• WORK REQUIRED:
Edit all of the rows below so that "natural-language query" reads "plain-text query" wherever it occurs, keeping every other line unchanged.

(Rows excerpted from a collection)
________________________
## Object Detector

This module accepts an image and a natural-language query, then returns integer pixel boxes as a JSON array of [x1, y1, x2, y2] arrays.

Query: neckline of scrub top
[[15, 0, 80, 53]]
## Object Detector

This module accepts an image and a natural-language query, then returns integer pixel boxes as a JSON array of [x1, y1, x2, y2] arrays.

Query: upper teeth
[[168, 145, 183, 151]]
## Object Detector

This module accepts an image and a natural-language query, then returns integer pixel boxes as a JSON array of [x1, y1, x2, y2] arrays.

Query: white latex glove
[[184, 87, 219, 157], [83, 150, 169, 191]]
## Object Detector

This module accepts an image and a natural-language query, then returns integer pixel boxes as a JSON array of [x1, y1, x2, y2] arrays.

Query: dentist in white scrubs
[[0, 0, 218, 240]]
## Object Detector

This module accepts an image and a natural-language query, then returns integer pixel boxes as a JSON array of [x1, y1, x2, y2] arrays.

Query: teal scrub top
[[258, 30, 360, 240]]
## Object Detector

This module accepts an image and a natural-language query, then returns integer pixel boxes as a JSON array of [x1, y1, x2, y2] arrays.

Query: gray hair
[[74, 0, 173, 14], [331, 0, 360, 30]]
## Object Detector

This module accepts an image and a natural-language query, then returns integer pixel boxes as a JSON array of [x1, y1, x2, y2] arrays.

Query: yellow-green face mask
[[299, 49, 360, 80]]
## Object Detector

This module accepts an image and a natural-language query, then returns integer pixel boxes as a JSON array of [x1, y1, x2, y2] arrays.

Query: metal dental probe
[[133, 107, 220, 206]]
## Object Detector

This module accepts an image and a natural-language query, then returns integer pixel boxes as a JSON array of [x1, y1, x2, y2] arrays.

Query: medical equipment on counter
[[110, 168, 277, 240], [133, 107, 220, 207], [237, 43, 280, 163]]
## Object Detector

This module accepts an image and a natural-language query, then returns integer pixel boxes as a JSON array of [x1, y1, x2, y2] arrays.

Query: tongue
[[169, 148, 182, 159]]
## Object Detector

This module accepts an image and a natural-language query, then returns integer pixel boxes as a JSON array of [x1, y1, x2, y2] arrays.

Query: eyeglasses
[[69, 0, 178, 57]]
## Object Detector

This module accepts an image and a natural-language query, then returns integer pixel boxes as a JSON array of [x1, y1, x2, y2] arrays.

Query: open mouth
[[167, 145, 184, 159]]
________________________
• ANSWER TO THE PROBLEM:
## Object Detector

This module accepts an image and a plain-text query, then returns integer pixel boxes as a JSON array of [x1, y1, x2, y2] arrays.

Query: neckline of scrub top
[[15, 0, 80, 53]]
## Object Detector

This module accepts an image and a plain-text query, then returns integer pixel boxes as a JSON array of [x1, y1, x2, y2] arrays.

Query: upper teeth
[[168, 145, 183, 151]]
## Object Detector

This module accepts an image and a plain-text query, then returns integer pixel boxes as a JSON array of [x1, y1, x2, y2] arrays.

Query: white latex glove
[[184, 87, 219, 157], [83, 150, 169, 191]]
## Object Detector

This module accepts an image and a plain-text query, then returns integer pixel boxes as a JSON array of [x1, y1, x2, y2] arrays.

Query: dentist in white scrubs
[[0, 0, 218, 240]]
## Object Detector

This module accepts an image and a plain-text query, then returns integer pixel boxes as a JSON array of [x1, y1, x2, y2] arrays.

Query: teal scrub top
[[258, 30, 360, 240]]
## Object Detector

This module accepts an image and a plain-text query, then returns integer pixel boxes as a JSON array of [x1, y1, x2, y2] arrays.

Query: gray hair
[[74, 0, 173, 14], [331, 0, 360, 30]]
## Object Detector

This module accepts an image and a plain-text query, then returns integer pixel boxes as a JSON array of [x1, y1, x2, y2] arrays.

Query: yellow-green face mask
[[299, 49, 360, 80]]
## Object Detector

This module accepts an image and a plain-text query, then returns integer pixel boxes as a JSON array of [x1, y1, x2, y2] arrays.

Query: metal dental probe
[[133, 107, 220, 206]]
## Object Detector

This module accepts an image and a plain-text query, then returns integer pixel boxes as a JSON array of [x1, y1, x2, y2] arrays.

Query: medical equipment on counter
[[110, 168, 277, 240], [133, 107, 220, 207], [237, 43, 280, 163]]
## Object Detector

This module accepts an image and a plain-text query, then returns integer pixel boxes as a JSON array of [x1, y1, x2, y2] arrays.

Query: tongue
[[169, 148, 182, 159]]
## Object Detector

This module accepts an image and a plain-text query, then returns integer pixel boxes as a JSON array of [x1, y1, x2, y2] arrays.

Query: eyeglasses
[[69, 0, 178, 57]]
## Object Detector

This module accepts an image and a plain-text query, then returns integer pixel boxes as a JSON array of [x1, y1, x2, y2] arrays.

Query: open mouth
[[167, 145, 184, 159]]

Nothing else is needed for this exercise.